= Edward Łazikowski =

Polish artist (born 1939)

Edward Łazikowski (born January 22, 1939, in Bąków Górny Poland) is a Polish artist whose work includes drawing, painting, photography, sculpture, installation art, performance art and art theory.

==Life==
Łazikowski graduated from the Strzemiński Academy of Fine Arts and Design in Łódź. He presents his artistic and theoretical achievements publicly in individual exhibitions and taking part in collective shows in galleries and museums, publishing catalogues and articles in various magazines, and giving interview. Initially, he went in for painting (in the 1960s), then in the mid-1970s took interest in "actions" and photography (mainly documentary), and in the late 1970s and early 1980s performance art. Later on he created "objects" (sculptures): small constructions made of wood, string and fabric, which in time became larger, and sometimes became installations. An important part of his creative process is drawing, divided by the artist into three categories: free, working and note. Starting from the 1990s, he introduced a series of works called Fragtors. The term, coined by Łazikowski, and precisely described in his theoretical work Fragtoryzacja świata (Fragtorisation of the World), became the basis for artist's present plastic activities. In his theoretical and constructive works Łazikowski tries to combine discovering reality (science) with creating it (art). Łazikowski describes his aim as to carry out the "spiritualisation of his corporality (but not of the corpse), and corporalisation of his spirituality (but not of the spirit)." He sometimes exhibits his works outside galleries, at places unrelated to arts, not promoted by media and advertising campaigns; often outside the "field" of art.

> Provided material
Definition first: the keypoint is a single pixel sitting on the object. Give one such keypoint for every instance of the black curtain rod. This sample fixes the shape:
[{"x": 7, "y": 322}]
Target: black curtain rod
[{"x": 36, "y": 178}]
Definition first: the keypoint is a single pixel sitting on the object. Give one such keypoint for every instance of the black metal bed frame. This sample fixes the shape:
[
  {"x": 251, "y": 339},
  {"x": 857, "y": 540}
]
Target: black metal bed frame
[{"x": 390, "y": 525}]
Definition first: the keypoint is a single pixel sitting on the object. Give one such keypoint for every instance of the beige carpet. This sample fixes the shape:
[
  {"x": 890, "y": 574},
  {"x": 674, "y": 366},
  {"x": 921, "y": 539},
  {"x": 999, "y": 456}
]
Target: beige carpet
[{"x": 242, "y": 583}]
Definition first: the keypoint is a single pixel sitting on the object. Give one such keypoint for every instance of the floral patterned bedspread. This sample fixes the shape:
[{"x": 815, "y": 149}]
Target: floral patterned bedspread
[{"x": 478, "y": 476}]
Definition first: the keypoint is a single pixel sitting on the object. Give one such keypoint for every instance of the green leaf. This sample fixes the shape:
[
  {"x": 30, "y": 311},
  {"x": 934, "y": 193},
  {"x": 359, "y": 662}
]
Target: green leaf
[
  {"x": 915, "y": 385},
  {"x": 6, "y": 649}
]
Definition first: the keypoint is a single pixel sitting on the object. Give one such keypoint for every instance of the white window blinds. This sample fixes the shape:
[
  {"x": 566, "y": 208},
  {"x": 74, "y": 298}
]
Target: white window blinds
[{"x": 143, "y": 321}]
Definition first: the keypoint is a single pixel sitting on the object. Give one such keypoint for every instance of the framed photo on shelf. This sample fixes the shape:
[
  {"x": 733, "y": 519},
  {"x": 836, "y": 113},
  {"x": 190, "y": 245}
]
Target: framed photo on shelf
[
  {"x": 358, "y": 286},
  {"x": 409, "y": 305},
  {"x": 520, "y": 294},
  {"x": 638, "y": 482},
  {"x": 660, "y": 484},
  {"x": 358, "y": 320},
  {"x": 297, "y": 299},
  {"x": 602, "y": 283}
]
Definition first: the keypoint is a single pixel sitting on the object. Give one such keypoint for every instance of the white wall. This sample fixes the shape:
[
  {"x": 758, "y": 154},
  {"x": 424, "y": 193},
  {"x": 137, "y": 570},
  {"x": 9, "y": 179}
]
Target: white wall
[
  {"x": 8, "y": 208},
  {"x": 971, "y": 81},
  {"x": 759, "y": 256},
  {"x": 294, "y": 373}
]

> Tasks
• a. Answer these questions from the Łazikowski biography, one per line:
(i) In which place was Łazikowski born?
(ii) What three categories does he divide his drawing into?
(iii) What is the series of works he introduced starting from the 1990s called?
• b. Collect every line of the entries that contains the string "window". Case counts.

> Answers to the tasks
• a.
(i) Bąków Górny, Poland
(ii) Free, working and note
(iii) Fragtors

• b.
Definition first: the keypoint is a single pixel sitting on the object. Give one such keypoint for every instance of the white window blinds. This sample fixes the shape:
Target: white window blinds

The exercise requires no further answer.